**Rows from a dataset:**
[Start]

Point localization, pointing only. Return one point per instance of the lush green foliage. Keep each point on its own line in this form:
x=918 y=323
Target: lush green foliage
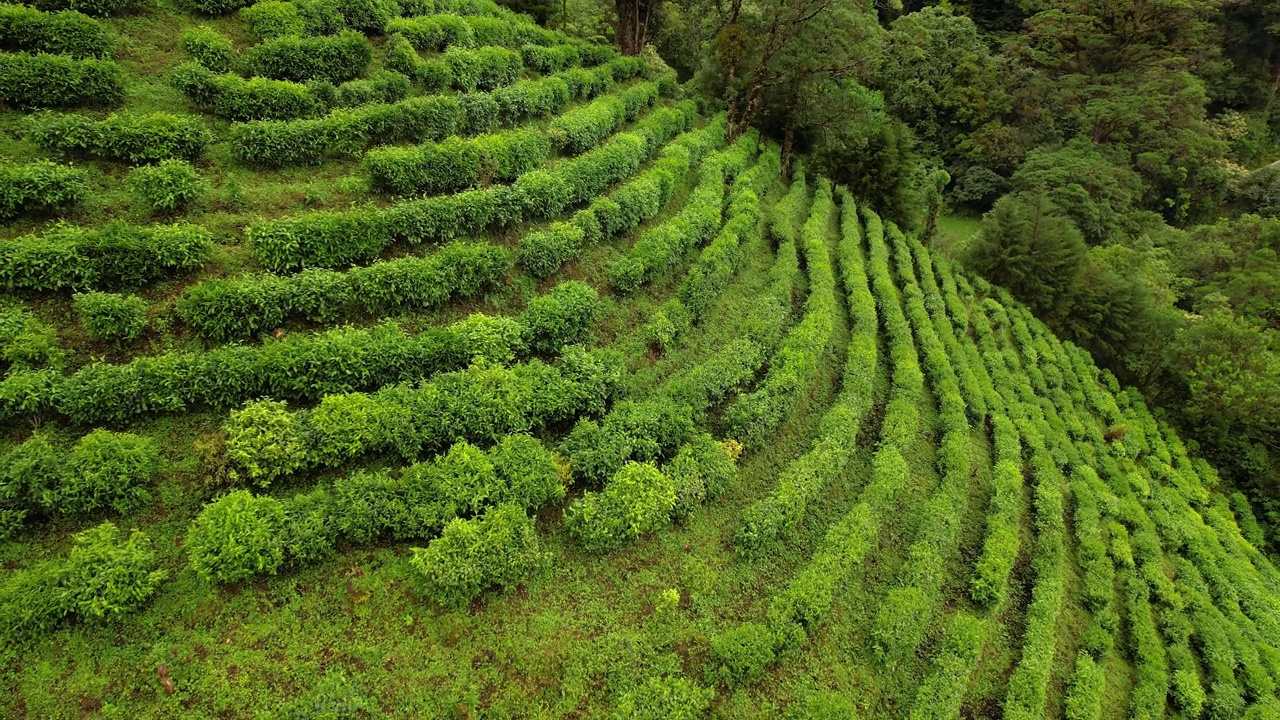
x=39 y=187
x=68 y=32
x=136 y=139
x=59 y=81
x=108 y=315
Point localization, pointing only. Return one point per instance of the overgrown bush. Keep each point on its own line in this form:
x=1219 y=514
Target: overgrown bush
x=40 y=187
x=69 y=32
x=264 y=442
x=106 y=469
x=167 y=187
x=237 y=537
x=209 y=48
x=636 y=500
x=59 y=81
x=128 y=137
x=103 y=578
x=109 y=315
x=497 y=548
x=117 y=254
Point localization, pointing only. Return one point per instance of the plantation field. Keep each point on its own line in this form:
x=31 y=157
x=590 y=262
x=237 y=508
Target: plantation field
x=428 y=363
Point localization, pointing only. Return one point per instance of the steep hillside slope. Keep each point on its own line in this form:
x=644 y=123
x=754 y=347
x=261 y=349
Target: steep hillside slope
x=462 y=369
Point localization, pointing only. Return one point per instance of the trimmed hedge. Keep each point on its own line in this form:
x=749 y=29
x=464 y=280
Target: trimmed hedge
x=225 y=310
x=59 y=81
x=661 y=247
x=112 y=317
x=117 y=254
x=127 y=137
x=330 y=238
x=101 y=470
x=458 y=68
x=497 y=548
x=97 y=8
x=336 y=58
x=426 y=118
x=483 y=401
x=208 y=48
x=755 y=415
x=302 y=367
x=69 y=32
x=40 y=187
x=456 y=163
x=103 y=578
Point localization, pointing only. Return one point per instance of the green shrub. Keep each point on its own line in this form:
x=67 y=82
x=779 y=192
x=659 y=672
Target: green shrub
x=237 y=537
x=105 y=575
x=636 y=500
x=273 y=18
x=167 y=187
x=562 y=317
x=103 y=578
x=108 y=469
x=135 y=139
x=59 y=81
x=332 y=58
x=27 y=343
x=40 y=187
x=88 y=7
x=497 y=548
x=264 y=442
x=58 y=33
x=456 y=163
x=237 y=99
x=583 y=128
x=666 y=698
x=113 y=255
x=108 y=315
x=740 y=655
x=209 y=48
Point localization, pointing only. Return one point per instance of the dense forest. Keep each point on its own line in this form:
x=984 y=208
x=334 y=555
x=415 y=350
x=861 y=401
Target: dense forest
x=1123 y=158
x=647 y=360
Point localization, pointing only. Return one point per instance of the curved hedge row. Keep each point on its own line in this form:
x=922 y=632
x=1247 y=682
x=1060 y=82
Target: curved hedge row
x=662 y=246
x=755 y=415
x=483 y=401
x=433 y=117
x=748 y=651
x=334 y=58
x=581 y=128
x=542 y=253
x=238 y=99
x=330 y=238
x=240 y=534
x=101 y=578
x=780 y=513
x=58 y=81
x=58 y=33
x=101 y=470
x=458 y=68
x=40 y=187
x=135 y=139
x=639 y=497
x=302 y=367
x=456 y=163
x=225 y=310
x=117 y=254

[End]

**WHAT TO DO:** Copy all of the entries above word for word. Leave the pictures out.

**PROBLEM SOLUTION:**
Point localization, pointing only. Return one point per instance of the lush green foliage. Keep each point on its own line in this form:
x=918 y=323
Target: lush green foliage
x=39 y=187
x=68 y=32
x=136 y=139
x=59 y=81
x=108 y=315
Point localization, pointing only. Return one point per instance of the overgrown bush. Keep each point on its own line in this form:
x=1219 y=514
Target: overgrown bush
x=40 y=187
x=69 y=32
x=264 y=442
x=106 y=469
x=167 y=187
x=237 y=537
x=209 y=48
x=636 y=500
x=59 y=81
x=128 y=137
x=103 y=578
x=109 y=315
x=497 y=548
x=117 y=254
Point localization, pointing only. Return one point per instance of the plantation field. Keep each point on its own line in this form:
x=31 y=157
x=590 y=262
x=237 y=508
Target: plantation field
x=428 y=363
Point localization, pointing only. Return one point per instance of the steep hillside slope. Keep each point on its own line in this form:
x=644 y=123
x=754 y=347
x=261 y=349
Target: steep hillside slope
x=462 y=369
Point localization, pointing only. Return one point per instance of the trimmed hedge. Keep each point on its own line in this form:
x=749 y=29
x=464 y=280
Target: trimmed hedge
x=225 y=310
x=59 y=81
x=661 y=247
x=112 y=317
x=117 y=254
x=127 y=137
x=330 y=238
x=101 y=470
x=458 y=68
x=497 y=548
x=97 y=8
x=336 y=58
x=426 y=118
x=483 y=401
x=208 y=48
x=755 y=415
x=302 y=367
x=69 y=32
x=40 y=187
x=456 y=163
x=103 y=578
Point localization, pointing only. Return one point per instance of the green shrub. Keep each point on its own line in this form:
x=67 y=82
x=779 y=192
x=659 y=672
Target: green shrub
x=237 y=537
x=105 y=575
x=636 y=500
x=273 y=18
x=167 y=187
x=562 y=317
x=103 y=578
x=108 y=469
x=135 y=139
x=59 y=81
x=332 y=58
x=27 y=343
x=40 y=187
x=88 y=7
x=497 y=548
x=264 y=442
x=58 y=33
x=456 y=163
x=237 y=99
x=583 y=128
x=666 y=698
x=113 y=255
x=108 y=315
x=740 y=655
x=209 y=48
Point localization, pointing only. Return one point per instance of the dense forest. Keep each point on its own line in this form:
x=984 y=208
x=334 y=555
x=415 y=350
x=861 y=401
Target: dense forest
x=1123 y=158
x=647 y=360
Point localization, pointing only. Return one point per instance of the curved hedge row. Keep each point on its own line in this form:
x=922 y=632
x=1247 y=682
x=1060 y=82
Target: curved hedge row
x=662 y=246
x=755 y=415
x=483 y=401
x=433 y=117
x=748 y=651
x=334 y=58
x=581 y=128
x=542 y=253
x=238 y=99
x=330 y=238
x=240 y=534
x=101 y=578
x=780 y=513
x=58 y=81
x=58 y=33
x=101 y=470
x=458 y=68
x=40 y=187
x=135 y=139
x=639 y=497
x=302 y=367
x=456 y=163
x=225 y=310
x=117 y=254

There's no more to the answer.